Take the lines from the one containing "Target: white water stream" through the final line below and restate them exactly. Omit the pictures.

-- start of The data --

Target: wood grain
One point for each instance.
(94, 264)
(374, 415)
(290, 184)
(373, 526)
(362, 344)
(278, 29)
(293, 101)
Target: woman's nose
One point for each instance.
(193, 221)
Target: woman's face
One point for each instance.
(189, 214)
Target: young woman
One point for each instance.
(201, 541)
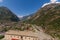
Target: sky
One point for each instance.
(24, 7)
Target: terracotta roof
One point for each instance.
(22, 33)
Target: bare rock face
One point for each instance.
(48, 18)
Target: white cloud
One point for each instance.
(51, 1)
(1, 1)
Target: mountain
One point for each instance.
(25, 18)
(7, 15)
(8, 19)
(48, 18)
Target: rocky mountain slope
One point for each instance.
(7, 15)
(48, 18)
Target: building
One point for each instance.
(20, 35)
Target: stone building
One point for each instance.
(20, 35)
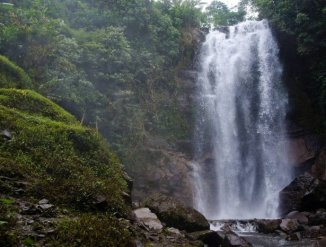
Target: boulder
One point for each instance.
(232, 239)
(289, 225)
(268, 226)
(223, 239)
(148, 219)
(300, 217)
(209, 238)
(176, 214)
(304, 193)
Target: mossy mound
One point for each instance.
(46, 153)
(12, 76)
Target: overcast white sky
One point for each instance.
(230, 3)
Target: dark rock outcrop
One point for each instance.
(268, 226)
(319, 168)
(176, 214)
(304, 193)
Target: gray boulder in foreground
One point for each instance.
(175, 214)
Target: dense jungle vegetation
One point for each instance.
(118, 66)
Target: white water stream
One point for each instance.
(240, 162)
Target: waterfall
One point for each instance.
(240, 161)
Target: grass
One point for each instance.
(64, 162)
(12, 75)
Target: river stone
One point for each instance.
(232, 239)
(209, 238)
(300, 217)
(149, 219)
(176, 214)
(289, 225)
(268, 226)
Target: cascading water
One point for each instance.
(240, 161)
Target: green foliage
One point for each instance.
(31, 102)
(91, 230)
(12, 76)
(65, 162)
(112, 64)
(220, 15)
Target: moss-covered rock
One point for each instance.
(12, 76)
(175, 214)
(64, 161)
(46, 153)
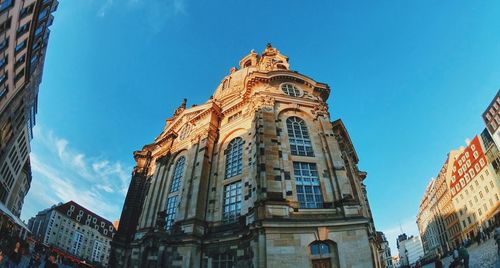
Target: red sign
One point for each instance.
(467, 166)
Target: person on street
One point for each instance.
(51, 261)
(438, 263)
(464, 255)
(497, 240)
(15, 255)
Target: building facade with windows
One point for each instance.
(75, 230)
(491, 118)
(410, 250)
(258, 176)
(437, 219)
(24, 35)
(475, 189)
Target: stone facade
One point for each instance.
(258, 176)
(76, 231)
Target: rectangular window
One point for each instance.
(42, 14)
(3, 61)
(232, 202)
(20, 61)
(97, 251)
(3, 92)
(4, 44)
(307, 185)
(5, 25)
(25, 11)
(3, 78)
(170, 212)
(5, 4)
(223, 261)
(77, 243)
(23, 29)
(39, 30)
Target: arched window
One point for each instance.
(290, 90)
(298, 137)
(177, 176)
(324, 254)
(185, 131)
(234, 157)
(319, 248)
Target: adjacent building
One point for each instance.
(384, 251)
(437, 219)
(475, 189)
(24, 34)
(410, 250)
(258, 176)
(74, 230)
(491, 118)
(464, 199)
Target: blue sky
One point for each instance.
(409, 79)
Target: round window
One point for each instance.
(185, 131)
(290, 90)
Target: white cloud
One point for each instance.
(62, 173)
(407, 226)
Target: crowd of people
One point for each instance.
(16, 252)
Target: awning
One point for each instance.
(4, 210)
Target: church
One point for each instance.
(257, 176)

-- end of The data --

- _Complete answer_
Target: white water stream
One point for each instance.
(240, 162)
Target: waterfall
One point for each instance.
(240, 161)
Target: grass
One point for each instance.
(64, 162)
(12, 75)
Target: river stone
One point for each instance.
(232, 239)
(209, 238)
(300, 217)
(149, 219)
(176, 214)
(289, 225)
(268, 226)
Target: cascading water
One point for each instance.
(240, 161)
Target: green foliage
One point for each instance.
(31, 102)
(91, 230)
(12, 76)
(65, 162)
(112, 64)
(220, 15)
Target: moss-covered rock
One point for each instance.
(12, 76)
(175, 214)
(64, 161)
(46, 153)
Target: red sign
One point for each instance.
(467, 166)
Target: person on street
One point for each instance.
(51, 261)
(438, 263)
(464, 255)
(497, 240)
(15, 255)
Target: building facade with windows
One point for each instance.
(75, 230)
(491, 118)
(410, 250)
(258, 176)
(437, 219)
(24, 35)
(475, 189)
Target: stone facade
One point for each instance.
(258, 176)
(76, 231)
Target: rectangular window
One point for each instance.
(42, 14)
(3, 61)
(232, 202)
(20, 61)
(97, 251)
(3, 92)
(4, 44)
(307, 185)
(5, 25)
(25, 11)
(3, 78)
(170, 212)
(5, 4)
(223, 261)
(77, 243)
(23, 29)
(39, 30)
Target: arched window
One point for each instance.
(290, 90)
(298, 137)
(177, 176)
(324, 254)
(185, 131)
(234, 157)
(319, 248)
Target: adjacent building
One point for each instance.
(384, 251)
(437, 219)
(475, 189)
(24, 34)
(410, 250)
(258, 176)
(74, 230)
(491, 118)
(464, 199)
Target: blue sky
One point for each instance.
(409, 79)
Target: round window
One point for each instance.
(185, 131)
(290, 90)
Target: white cloud
One point for each instance.
(62, 173)
(407, 226)
Target: crowd of people
One point for each instance.
(16, 252)
Target: awning
One point for each instance.
(4, 210)
Target: church
One point for each instance.
(257, 176)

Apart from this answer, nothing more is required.